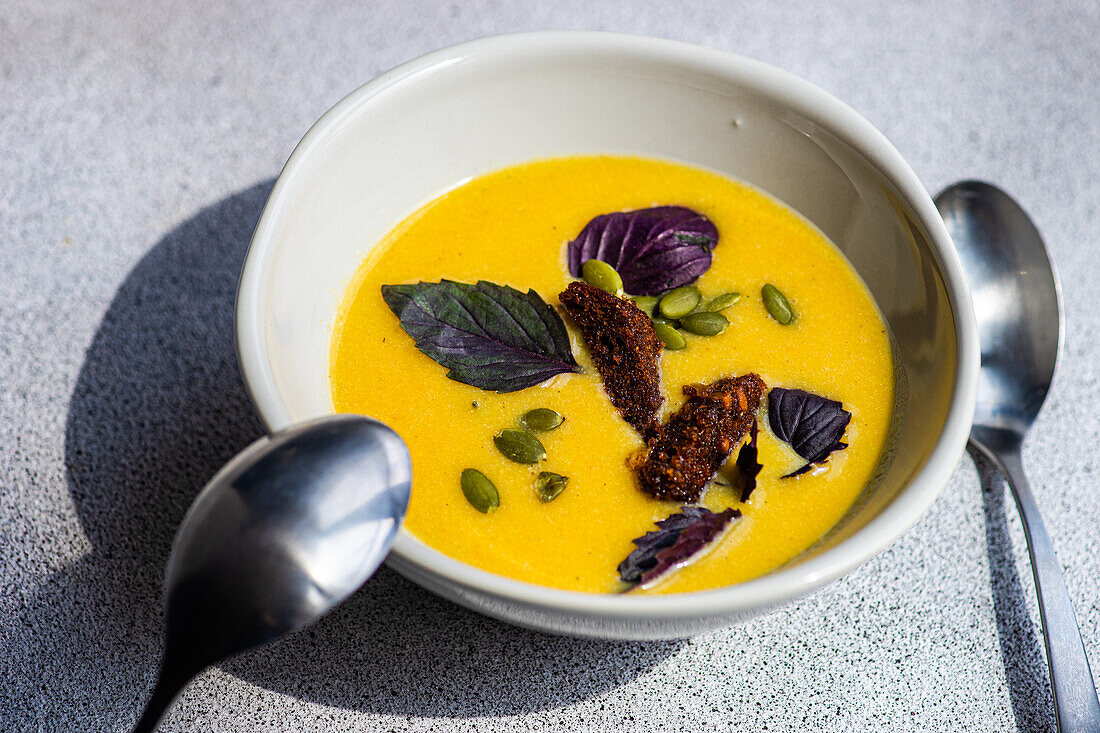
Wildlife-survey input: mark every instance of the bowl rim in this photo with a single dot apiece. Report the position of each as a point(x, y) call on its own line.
point(768, 591)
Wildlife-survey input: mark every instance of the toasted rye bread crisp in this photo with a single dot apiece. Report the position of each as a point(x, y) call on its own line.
point(690, 448)
point(625, 350)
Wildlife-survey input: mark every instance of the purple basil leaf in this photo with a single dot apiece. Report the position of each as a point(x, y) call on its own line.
point(490, 336)
point(653, 250)
point(748, 463)
point(812, 425)
point(678, 539)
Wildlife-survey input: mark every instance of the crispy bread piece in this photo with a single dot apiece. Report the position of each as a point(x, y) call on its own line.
point(625, 350)
point(690, 448)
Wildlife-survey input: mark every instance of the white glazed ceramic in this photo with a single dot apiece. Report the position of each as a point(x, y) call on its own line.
point(428, 124)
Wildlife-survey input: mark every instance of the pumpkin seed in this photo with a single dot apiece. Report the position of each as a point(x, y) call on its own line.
point(600, 274)
point(777, 304)
point(723, 302)
point(704, 323)
point(542, 419)
point(680, 302)
point(480, 491)
point(670, 337)
point(519, 446)
point(549, 485)
point(647, 303)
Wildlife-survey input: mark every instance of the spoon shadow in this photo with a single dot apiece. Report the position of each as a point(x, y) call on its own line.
point(1025, 669)
point(157, 407)
point(394, 648)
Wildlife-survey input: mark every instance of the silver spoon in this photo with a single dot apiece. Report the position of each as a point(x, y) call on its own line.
point(286, 531)
point(1015, 298)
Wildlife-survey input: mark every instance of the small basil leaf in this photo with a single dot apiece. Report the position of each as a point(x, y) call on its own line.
point(490, 336)
point(748, 463)
point(678, 538)
point(812, 425)
point(653, 250)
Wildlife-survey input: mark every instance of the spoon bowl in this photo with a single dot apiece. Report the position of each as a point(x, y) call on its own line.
point(1019, 312)
point(1015, 301)
point(281, 535)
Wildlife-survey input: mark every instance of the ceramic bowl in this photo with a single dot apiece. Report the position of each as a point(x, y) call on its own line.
point(422, 128)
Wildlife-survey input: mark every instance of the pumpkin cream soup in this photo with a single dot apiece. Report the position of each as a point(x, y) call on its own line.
point(616, 373)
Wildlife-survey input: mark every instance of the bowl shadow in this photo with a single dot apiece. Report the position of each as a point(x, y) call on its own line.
point(157, 407)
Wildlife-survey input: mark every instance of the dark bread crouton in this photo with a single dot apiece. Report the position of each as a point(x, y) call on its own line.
point(690, 448)
point(625, 350)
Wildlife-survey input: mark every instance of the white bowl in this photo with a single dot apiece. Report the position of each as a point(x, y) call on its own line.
point(428, 124)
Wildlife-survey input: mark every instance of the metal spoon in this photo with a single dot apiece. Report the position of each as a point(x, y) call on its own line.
point(1015, 298)
point(284, 533)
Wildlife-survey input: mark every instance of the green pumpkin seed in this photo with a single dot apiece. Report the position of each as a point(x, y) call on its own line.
point(549, 485)
point(704, 323)
point(600, 274)
point(723, 302)
point(680, 302)
point(777, 304)
point(519, 446)
point(670, 337)
point(542, 419)
point(647, 303)
point(480, 491)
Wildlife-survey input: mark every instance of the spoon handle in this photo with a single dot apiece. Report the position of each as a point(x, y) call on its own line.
point(1075, 695)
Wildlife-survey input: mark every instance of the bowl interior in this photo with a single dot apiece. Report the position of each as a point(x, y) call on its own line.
point(428, 126)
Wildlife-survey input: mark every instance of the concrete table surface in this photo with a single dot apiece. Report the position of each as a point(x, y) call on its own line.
point(138, 144)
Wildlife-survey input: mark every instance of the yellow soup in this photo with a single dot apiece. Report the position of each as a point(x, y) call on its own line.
point(512, 227)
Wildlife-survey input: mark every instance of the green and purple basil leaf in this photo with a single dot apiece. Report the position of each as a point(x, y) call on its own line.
point(679, 538)
point(811, 424)
point(748, 462)
point(653, 250)
point(490, 336)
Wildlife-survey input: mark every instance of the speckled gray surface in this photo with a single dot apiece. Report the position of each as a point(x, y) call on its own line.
point(138, 143)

## [Exercise details]
Reproduce all of the material above word for word, leaving out the pictures.

## [Exercise solution]
Wildlife-survey input: mark every instance of the bowl rim in this photo with a single dot apiece. Report the position of each as a point(x, y) call on its own line.
point(768, 591)
Wildlife-survey input: mark every instance of the toasted rye bread crisp in this photo with a single dot apiece. Report the position of each as a point(x, y) call on its own line.
point(690, 448)
point(625, 350)
Wildlife-survey input: mark every instance of the purple basil leaf in this photo with a single dot apiece. Report the position of each as a point(x, y) call on its own line.
point(490, 336)
point(653, 250)
point(748, 463)
point(812, 425)
point(678, 539)
Wildlife-survey input: mark every instance of the crispy bread piece in this photo with a single dot apiece. Report the position of each as a point(x, y) call on its own line.
point(625, 350)
point(690, 448)
Wildlife-survey input: mark every instance of the white glazed ceramic in this photo with a single dot apiece. Report the position of each as a point(x, y) call on its own line.
point(428, 124)
Wildlife-survey input: mark every instance of the pumpkin seed in this photo with a single dot apiece. Report the position of each as a point(x, y) call on its own line.
point(600, 274)
point(777, 304)
point(723, 302)
point(704, 323)
point(542, 419)
point(680, 302)
point(480, 491)
point(670, 337)
point(519, 446)
point(549, 485)
point(647, 303)
Wildlife-survey input: mark every instance of the spoon shadow in this photo with a single dot apiece. Report the position of each as a point(x, y) call on its own line.
point(1025, 669)
point(157, 407)
point(394, 648)
Wildlife-survey input: mark every instance of the silver spoon in this photo with a single dot apiece. Report the position of each as a point(x, y) call on its own line.
point(286, 531)
point(1015, 298)
Wildlife-survey input: mark every instance of the small basil leaf in this photo with a single dot apiece. Report the position of each as a point(x, y) call on its own line.
point(490, 336)
point(748, 463)
point(678, 538)
point(812, 425)
point(653, 250)
Wildlife-survey input: mark every instance of the spoon bowl in this photo with a single dot apiece. Report the position of each as a point(x, y) call on its own line.
point(1019, 312)
point(1015, 301)
point(281, 535)
Wildlife-survey input: mark every instance of the ceramic bowl in this photo with a single dot apiece. Report the position of each as a point(x, y) call on its own line.
point(422, 128)
Wildlife-survey input: mark every instance of the pumpkin cream soup in this photo with a single dot apiece. Report the position of each as a point(x, y) call on its own line.
point(616, 373)
Wildlife-survey input: mark every instance of the bowl shadow in this photo with a single dot apiece. Report the position of each as a point(x, y) call on its own line.
point(157, 407)
Wildlife-survey input: mark every instance of the dark bread crouton in this photo with a single dot apiece. Report the position of each as a point(x, y) call on its own line.
point(690, 448)
point(625, 350)
Wildlife-survey input: mark every instance of the white bowl in this photo with a single dot apiece. Report the position of each as a point(x, y) call on its own line.
point(428, 124)
Wildlife-survey input: mark every instance of the metal spoon in this photo with a single dot apiece. Report the position of each as a point(x, y) call on its own line.
point(1015, 298)
point(284, 533)
Wildlife-survey input: mark every instance of the green pumpkin seed in this photo with a single dot apiece. Report the position of each as a point(x, y) call on its own line.
point(549, 485)
point(704, 323)
point(600, 274)
point(723, 302)
point(680, 302)
point(777, 304)
point(519, 446)
point(670, 337)
point(542, 419)
point(647, 303)
point(480, 491)
Wildlife-survey input: mark every instance of the spoon handle in this photo with a single dot apiece. Report the position of each as a point(x, y) call on its own line.
point(1075, 695)
Wildlife-survey input: mark every instance of the bowl interior in this photo with a single dot apiece. Report the position of each as a point(x, y) call on its own line.
point(428, 126)
Wildlife-survey input: mark every instance of the concrete table surface in this photo with a single dot apiece. Report the position of each as a point(x, y) call on its own line.
point(138, 144)
Wildlife-survey input: mark every instance of the yellow soup in this photo with a single dot apiece. Report the position of each as a point(x, y) call on its own line.
point(512, 227)
Wildlife-survey input: mark every instance of the green and purple basil leaf in this photo with a single dot apiece. Report the position of each as a point(x, y) call on its own line.
point(679, 538)
point(811, 424)
point(748, 462)
point(653, 250)
point(490, 336)
Wildlife-survey input: mark every instance of the speckled gray surface in this photo with a single dot apiece. Report the position of each as a point(x, y) call on its own line.
point(138, 143)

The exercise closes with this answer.